── Passage shown ──

During the Hornets’ short tenure in Oklahoma City, Shinn has reciprocated the generosity the team has received by reaching out to the community at every opportunity. He and Denise led a group of 75 staff members in a Breast Health Awareness march, an effort which earned him recognition as a Pink Tie Guy as a highly-respected community leader who has made significant contributions to the Susan G. Komen Foundation’s goals and aims. The couple also joined Governor and First Lady Henry at a Habitat For Humanity workday and invited the recipients of the new home to sit with them at a Hornets game. During the holidays, Shinn spearheaded the team’s NBA Season of Giving activities that included a luncheon for 1,000 senior citizens and a shoe giveaway at a downtown homeless shelter. And when tragedy struck the OKC Police Department, he responded with the largest single donation ever made locally to a slain officer’s fund.
These examples, of dedication to making a difference in the community in which he lives and works, come from the core of Shinn’s personality and background.
As a young man in Kannapolis, Shinn worked in a textile mill, at a car wash and even as a janitor in a school that he would eventually own. Lessons learned in those humble beginnings would soon pay off when in 1975, at the age of 34, Shinn was the youngest person ever awarded the prestigious Horatio Alger Award, which recognizes “rags-to-riches” business leaders who achieve success while maintaining values in patriotism, faith and civic involvement. His purchase and development of the Rutledge Education System and its chain of proprietary business schools would form the cornerstone of his fortune and eventually lead him to real estate developments, auto dealerships, publishing ventures and professional sports franchises, including the Hornets, the Charlotte Knights AAA minor league baseball team and the Charlotte Checkers and Atlantic City Boardwalk Bullies of the East Coast Hockey League. Although he owns championship rings from the Knights and the Bullies and a World Series ring as a AAA affiliate of the Florida Marlins, Shinn’s number one goal has been and will continue to be winning an NBA championship with the Hornets.

───
── Dataset entries ──

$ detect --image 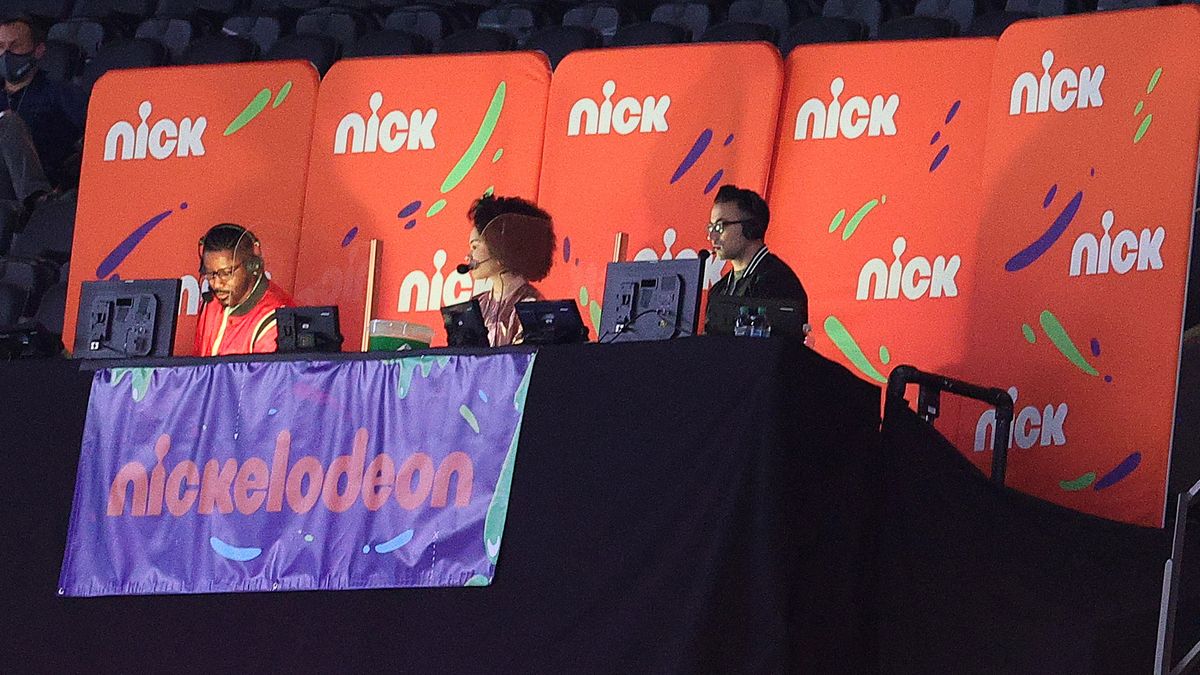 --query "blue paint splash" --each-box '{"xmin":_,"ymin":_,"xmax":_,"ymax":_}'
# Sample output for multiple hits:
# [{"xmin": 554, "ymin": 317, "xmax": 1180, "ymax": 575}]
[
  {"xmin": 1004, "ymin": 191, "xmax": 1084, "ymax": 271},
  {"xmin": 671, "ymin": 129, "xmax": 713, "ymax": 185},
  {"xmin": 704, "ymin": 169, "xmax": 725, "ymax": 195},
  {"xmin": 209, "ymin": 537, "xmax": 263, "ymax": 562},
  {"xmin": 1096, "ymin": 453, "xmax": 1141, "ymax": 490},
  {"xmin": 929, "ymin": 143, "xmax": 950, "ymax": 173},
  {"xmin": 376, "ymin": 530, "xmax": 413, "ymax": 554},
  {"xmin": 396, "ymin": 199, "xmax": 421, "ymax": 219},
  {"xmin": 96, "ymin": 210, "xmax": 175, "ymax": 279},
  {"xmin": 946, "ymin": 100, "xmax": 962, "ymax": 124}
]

───

_Work item 1_
Reproduce the part of the passage about Shinn that begins at "These examples, of" and stops after "personality and background.".
_Work item 2_
Write the next part of the passage about Shinn, picking up after its final sentence.
The listing has no connection to the passage about Shinn.

_Reply 1_
These examples, of dedication to making a difference in the community in which he lives and works, come from the core of Shinn’s personality and background.

_Reply 2_
Shinn was inspired to share his success secrets with others and authored five books, including his 1977 autobiography “Good Morning, Lord!” (later re-printed as “The American Dream Still Works”) and “Leadership Development,” which became a best-selling college textbook. Later, a biographical account of his life and experiences as an NBA owner was told in “You Gotta’ Believe,” and he published “Introduction to Professional Selling” and “Miracle of Motivation,” which are still on the market today. His success in the publishing world makes Shinn a highly sought-after public speaker, especially on topics related to sales and motivation.
For a lifetime of achievement in business and higher education, Shinn was one of twelve to receive an American Success Award from President Bush in a White House ceremony. He also holds six honorary degrees in humanities.
Denise Shinn is the president of the Shinn Foundation and responsible for fundraising efforts and setting direction for donations and giving.